---------- Source passage ----------

Wednesday 2 June 2010

A simple point from a master writer

Donald Boudreaux’s letters to the editor are small masterpieces of economic proselytisation--like Bastiat in miniature. Here’s his latest to the New York Times (pinched from Cafe Hayek):

Dear Editor:

Suppose Uncle Sam orders you to raise by 41 percent the price you charge for subscriptions to your newspaper.  Would you be surprised to find a subsequent fall in the number of subscribers?  If you assigned a reporter to investigate the reasons for this decline in subscriptions, would you be impressed if that reporter files a story offering several possible explanations for the fall in subscriptions without, however, once mentioning the mandated 41 percent price hike?

Unless you answered “yes” to this last question, I wonder why you published Mickey Meece’s report on today’s record high teenage unemployment rate (“Job Outlook for Teenagers Worsens,” June 1).  Between 2007 and 2009, Uncle Sam ordered teenage workers (who are mostly unskilled) to raise the price they charge for their labor services by 41 percent.  (That is, the federal minimum-wage rose from $5.15 per hour in 2007 to its current level of $7.25 in 2009 – a 41 percent increase.)

Does it not strike you as more than passing strange for your reporter – assigned to help explain why teenagers today have an increasingly difficult time finding jobs – to ignore the fact that these teenagers are ordered by government to raise significantly the wages that they charge their employers?

----------

▸ Requests
A. List every sentence in the minimum-wage letter that ends with a question mark.
B. In the records below, render the stretch from the line that contains "Can you find the upper" through the line that contains "Target: forehead" as a numbered list with one line per item, skipping any blank lines.

---------- Excerpted records ----------

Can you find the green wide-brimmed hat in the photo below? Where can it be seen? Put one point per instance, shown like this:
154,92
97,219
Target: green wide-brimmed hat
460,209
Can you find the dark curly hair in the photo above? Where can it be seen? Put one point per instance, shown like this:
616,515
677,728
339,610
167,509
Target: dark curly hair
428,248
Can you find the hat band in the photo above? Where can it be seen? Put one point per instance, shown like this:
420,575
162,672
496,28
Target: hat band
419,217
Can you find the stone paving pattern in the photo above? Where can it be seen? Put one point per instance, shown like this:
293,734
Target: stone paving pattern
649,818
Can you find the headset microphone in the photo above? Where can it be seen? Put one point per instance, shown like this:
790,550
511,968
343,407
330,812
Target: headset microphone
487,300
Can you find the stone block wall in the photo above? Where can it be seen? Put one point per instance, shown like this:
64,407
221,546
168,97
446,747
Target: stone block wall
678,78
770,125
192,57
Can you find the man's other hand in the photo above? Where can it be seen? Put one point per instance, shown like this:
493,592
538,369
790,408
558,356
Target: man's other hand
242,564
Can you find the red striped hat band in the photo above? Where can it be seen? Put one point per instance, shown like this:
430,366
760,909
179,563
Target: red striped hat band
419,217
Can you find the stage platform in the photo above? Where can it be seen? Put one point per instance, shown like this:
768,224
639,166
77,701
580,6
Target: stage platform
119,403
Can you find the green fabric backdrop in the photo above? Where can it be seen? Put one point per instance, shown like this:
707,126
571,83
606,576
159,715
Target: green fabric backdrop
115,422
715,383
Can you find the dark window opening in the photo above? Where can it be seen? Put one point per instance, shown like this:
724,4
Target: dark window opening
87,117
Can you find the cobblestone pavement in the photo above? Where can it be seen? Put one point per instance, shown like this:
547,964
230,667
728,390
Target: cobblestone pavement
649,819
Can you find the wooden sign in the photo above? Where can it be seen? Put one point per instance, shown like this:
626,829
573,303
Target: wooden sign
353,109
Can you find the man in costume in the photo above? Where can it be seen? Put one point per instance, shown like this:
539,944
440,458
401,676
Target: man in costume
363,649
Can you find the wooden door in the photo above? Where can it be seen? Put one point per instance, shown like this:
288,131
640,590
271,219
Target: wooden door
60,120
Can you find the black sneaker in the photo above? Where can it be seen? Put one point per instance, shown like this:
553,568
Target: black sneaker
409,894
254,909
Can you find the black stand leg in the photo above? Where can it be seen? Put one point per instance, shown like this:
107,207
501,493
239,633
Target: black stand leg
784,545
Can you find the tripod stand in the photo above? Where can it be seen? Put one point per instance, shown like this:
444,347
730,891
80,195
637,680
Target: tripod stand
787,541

----------
---------- Excerpted records ----------

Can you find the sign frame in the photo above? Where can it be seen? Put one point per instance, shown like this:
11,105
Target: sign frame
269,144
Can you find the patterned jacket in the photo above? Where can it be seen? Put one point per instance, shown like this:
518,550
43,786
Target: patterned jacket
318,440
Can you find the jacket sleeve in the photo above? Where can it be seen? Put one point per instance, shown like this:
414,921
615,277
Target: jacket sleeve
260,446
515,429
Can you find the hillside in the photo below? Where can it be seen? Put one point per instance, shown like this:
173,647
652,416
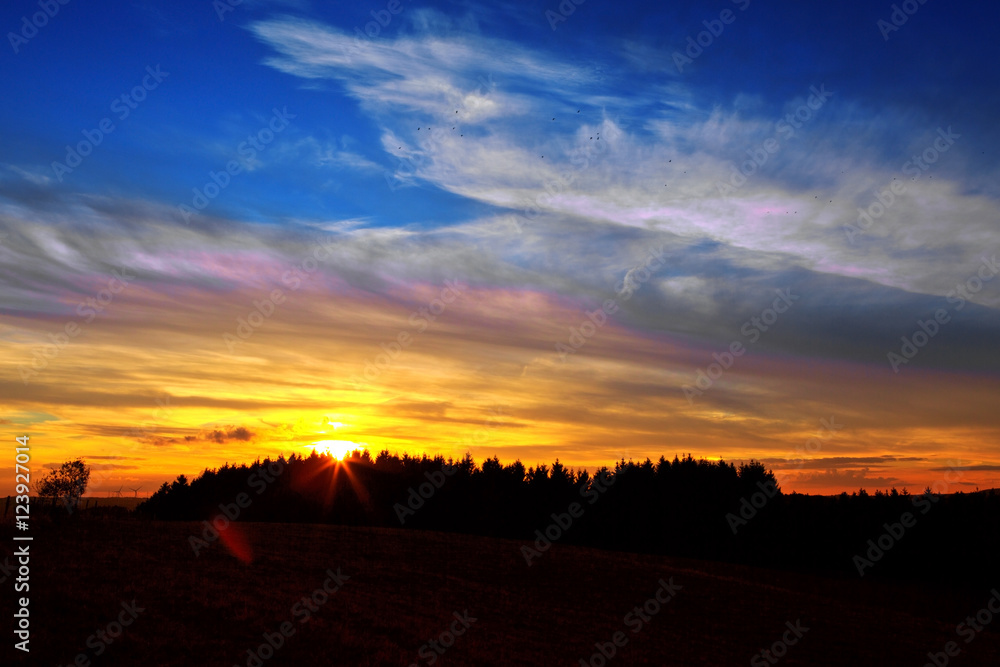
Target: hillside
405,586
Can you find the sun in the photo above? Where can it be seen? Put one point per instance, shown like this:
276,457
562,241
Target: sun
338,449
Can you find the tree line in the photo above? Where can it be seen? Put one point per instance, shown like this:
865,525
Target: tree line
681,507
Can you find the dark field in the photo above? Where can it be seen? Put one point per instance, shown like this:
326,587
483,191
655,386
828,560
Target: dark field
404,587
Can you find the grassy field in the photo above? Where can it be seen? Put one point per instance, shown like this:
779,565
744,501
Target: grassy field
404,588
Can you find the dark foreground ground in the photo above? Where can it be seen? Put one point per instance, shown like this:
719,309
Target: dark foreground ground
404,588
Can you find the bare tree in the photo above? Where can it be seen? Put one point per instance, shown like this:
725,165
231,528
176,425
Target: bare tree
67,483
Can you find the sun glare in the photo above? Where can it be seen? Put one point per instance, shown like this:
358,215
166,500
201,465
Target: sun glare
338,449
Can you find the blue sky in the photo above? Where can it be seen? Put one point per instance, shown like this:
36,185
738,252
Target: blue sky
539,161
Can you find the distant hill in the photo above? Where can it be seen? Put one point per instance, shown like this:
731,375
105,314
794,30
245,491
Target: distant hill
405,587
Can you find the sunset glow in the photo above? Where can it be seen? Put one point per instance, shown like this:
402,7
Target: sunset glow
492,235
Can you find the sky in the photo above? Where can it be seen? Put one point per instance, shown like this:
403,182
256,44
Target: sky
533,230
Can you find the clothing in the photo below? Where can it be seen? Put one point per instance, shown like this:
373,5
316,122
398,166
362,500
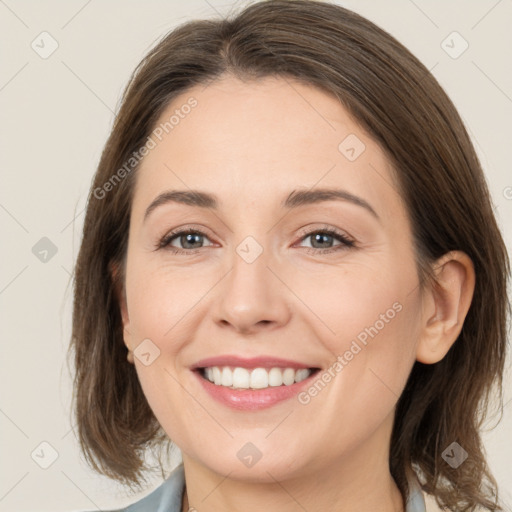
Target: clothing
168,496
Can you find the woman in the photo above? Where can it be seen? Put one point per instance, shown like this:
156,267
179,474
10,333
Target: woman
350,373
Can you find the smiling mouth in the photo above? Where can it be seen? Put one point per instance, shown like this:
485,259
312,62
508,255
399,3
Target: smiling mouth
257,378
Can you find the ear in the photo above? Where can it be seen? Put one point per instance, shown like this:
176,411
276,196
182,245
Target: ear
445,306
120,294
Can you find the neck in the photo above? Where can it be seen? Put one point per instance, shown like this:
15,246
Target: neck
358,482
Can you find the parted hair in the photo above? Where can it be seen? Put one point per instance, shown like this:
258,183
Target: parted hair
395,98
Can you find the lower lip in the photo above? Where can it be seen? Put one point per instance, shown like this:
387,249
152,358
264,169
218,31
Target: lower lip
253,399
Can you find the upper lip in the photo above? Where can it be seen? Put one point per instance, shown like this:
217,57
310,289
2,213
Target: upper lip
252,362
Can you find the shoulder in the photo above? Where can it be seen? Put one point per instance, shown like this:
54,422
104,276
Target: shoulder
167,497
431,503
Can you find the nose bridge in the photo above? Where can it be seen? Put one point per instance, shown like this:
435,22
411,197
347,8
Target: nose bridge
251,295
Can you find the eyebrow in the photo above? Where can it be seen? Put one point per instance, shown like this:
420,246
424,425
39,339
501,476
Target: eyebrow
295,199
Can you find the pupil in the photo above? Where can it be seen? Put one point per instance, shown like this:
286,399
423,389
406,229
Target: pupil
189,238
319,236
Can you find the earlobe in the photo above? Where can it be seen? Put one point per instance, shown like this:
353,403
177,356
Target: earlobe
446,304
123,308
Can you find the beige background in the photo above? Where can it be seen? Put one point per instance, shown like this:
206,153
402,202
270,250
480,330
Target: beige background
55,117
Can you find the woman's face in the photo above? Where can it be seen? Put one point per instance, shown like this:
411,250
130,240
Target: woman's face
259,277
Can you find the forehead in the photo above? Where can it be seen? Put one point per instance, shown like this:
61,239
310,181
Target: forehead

----------
---------- Excerpted records ----------

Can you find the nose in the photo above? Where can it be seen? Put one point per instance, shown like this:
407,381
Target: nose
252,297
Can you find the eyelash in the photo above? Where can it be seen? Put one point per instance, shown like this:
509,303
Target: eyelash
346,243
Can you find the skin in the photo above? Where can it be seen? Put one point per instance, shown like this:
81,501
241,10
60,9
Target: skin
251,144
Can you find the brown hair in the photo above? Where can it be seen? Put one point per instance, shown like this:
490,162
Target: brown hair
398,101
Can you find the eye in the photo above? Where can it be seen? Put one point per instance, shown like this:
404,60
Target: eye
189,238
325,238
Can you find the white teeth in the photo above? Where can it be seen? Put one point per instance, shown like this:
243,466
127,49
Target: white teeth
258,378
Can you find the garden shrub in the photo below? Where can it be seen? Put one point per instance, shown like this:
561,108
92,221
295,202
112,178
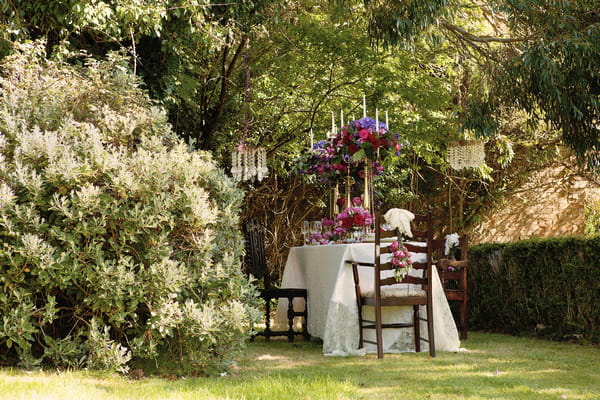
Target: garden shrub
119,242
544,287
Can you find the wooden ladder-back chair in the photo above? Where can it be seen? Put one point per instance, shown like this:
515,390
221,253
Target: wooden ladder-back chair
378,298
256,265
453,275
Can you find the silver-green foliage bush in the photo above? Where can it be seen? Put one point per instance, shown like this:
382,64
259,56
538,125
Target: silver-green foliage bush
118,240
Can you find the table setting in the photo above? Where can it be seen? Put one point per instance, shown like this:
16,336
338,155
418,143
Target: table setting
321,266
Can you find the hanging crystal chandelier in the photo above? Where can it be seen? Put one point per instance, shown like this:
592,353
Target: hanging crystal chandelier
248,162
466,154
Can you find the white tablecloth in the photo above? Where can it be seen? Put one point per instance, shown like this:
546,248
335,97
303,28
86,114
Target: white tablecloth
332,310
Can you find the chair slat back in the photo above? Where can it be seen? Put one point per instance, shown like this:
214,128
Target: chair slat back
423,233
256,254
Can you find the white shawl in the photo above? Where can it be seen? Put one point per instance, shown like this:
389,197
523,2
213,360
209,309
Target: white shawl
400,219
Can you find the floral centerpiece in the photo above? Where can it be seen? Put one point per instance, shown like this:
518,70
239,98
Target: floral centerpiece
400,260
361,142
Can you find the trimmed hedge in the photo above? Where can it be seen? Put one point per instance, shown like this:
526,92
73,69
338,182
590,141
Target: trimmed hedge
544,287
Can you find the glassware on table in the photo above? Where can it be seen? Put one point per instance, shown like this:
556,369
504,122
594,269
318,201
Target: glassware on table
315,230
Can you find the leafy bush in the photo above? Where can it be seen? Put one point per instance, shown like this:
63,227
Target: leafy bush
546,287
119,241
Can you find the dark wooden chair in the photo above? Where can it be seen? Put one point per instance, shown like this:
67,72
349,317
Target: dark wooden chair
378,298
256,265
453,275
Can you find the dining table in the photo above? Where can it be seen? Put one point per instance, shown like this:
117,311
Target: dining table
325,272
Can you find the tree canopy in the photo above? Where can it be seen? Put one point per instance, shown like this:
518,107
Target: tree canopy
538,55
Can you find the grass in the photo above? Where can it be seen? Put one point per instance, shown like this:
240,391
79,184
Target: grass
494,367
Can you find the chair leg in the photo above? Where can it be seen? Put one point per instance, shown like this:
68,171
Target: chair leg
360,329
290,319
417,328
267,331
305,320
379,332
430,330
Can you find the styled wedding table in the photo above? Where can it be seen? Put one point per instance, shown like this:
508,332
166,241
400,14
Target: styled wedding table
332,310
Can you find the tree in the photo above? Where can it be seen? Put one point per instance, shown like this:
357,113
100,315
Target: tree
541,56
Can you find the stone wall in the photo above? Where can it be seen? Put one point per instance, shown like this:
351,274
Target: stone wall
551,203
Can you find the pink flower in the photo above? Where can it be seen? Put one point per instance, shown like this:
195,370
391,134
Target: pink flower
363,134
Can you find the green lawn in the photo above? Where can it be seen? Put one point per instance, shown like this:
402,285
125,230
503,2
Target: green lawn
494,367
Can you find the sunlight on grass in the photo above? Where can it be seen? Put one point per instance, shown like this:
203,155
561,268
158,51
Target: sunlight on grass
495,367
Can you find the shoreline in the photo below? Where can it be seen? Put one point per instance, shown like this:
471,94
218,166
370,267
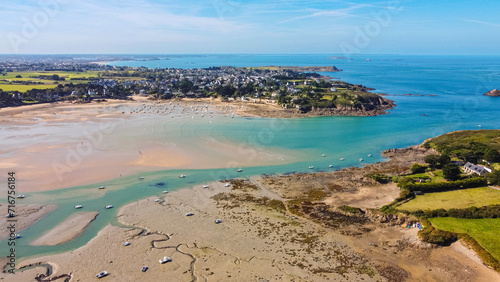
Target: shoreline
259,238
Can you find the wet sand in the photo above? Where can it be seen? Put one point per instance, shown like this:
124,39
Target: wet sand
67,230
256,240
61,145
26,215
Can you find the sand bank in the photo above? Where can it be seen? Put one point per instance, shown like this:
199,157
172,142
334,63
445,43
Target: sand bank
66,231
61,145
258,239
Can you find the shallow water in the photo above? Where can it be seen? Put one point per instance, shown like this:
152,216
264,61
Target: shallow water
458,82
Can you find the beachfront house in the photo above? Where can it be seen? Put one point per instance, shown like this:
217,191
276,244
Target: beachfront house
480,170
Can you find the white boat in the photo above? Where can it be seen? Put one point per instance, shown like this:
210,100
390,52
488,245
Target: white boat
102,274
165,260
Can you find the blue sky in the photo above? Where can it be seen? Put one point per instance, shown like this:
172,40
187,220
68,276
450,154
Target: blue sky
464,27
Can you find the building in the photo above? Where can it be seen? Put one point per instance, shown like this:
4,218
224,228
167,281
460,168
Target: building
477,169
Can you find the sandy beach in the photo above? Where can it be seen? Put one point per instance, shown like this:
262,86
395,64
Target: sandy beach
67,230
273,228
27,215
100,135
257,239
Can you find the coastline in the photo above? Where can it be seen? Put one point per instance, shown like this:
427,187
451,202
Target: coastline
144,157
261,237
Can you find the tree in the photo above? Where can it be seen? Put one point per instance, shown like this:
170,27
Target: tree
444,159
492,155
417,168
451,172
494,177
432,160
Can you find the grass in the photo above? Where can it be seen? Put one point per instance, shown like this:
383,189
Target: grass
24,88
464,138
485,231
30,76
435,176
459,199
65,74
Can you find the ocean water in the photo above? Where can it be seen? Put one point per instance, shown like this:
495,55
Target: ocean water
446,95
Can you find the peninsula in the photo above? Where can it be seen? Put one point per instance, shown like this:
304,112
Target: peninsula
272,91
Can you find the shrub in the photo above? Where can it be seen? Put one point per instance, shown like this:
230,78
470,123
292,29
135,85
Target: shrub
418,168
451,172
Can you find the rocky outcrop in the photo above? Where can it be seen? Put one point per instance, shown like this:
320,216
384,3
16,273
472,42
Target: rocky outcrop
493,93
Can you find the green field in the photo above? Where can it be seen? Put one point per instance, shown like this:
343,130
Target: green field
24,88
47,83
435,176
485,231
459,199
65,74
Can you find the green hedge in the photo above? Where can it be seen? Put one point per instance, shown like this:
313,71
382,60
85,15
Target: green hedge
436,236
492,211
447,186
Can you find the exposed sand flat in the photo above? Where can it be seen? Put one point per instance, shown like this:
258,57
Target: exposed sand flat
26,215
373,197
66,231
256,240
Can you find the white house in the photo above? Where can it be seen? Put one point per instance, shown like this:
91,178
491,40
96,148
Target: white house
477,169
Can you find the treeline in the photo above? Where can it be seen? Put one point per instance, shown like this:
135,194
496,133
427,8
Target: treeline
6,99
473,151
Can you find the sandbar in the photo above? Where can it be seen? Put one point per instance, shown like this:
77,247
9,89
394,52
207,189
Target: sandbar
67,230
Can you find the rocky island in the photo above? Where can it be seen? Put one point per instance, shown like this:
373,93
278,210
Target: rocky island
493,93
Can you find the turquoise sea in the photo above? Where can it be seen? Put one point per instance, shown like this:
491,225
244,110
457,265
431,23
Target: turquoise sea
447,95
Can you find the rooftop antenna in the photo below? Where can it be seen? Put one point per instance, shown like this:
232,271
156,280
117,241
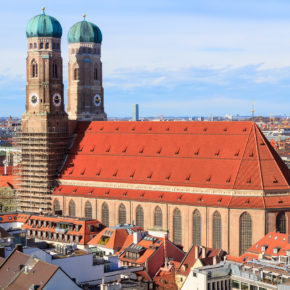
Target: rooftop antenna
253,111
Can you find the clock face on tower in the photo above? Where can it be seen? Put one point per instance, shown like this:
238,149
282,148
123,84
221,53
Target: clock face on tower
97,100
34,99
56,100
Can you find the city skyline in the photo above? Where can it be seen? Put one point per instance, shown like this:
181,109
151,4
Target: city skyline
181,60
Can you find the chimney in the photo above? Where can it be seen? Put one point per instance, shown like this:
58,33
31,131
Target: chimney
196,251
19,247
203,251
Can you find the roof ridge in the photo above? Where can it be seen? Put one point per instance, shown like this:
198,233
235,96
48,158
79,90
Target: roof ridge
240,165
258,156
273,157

----------

▸ Answers for the exercise
A.
1. Would you be surprised to find a subsequent fall in the number of subscribers?
2. If you assigned a reporter to investigate the reasons for this decline in subscriptions, would you be impressed if that reporter files a story offering several possible explanations for the fall in subscriptions without, however, once mentioning the mandated 41 percent price hike?
3. Does it not strike you as more than passing strange for your reporter – assigned to help explain why teenagers today have an increasingly difficult time finding jobs – to ignore the fact that these teenagers are ordered by government to raise significantly the wages that they charge their employers?

B.
1. Can you find the upper lip in the photo above? Where can it be seen? Put one point per instance, shown like this:
2. 217,57
3. 310,289
4. 2,213
5. Target: upper lip
6. 252,362
7. Can you find the shoulder in the photo above? Where can it be seen? Put one point per instance, shown like this:
8. 54,422
9. 104,276
10. Target: shoulder
11. 167,497
12. 431,503
13. Can you find the nose bridge in the photo above? Where can it be seen? Put one point per instance, shown like this:
14. 435,22
15. 411,197
16. 347,8
17. Target: nose bridge
18. 251,295
19. Can you find the eyebrow in the photo above? Where can it be seen? Put one point per instance, shown like this:
20. 420,246
21. 424,425
22. 39,339
23. 501,476
24. Target: eyebrow
25. 295,199
26. Can you find the pupil in the photo above? Where can it be seen? Put one point per instance, shown like this:
27. 286,399
28. 423,389
29. 406,229
30. Target: pupil
31. 189,238
32. 319,236
33. Can you find the earlobe in the photo above? Where can it be seen? Put one point per instance, shown like this:
34. 353,403
35. 177,356
36. Target: earlobe
37. 446,304
38. 123,308
39. Can you find the beige background in the photo above? Where can it be seen? Put one point per instance, shown like this:
40. 206,153
41. 402,202
42. 270,250
43. 480,330
44. Target: beige background
45. 55,117
46. Can you find the woman's face in the photo above? Where can it be seen? Put one point per instance, shown like this:
47. 411,250
48. 130,240
49. Target: woman's face
50. 259,277
51. Can you find the forehead in the photo above? Where can it be seen? Put one point per instance, shown like this:
52. 61,239
53. 310,181
54. Target: forehead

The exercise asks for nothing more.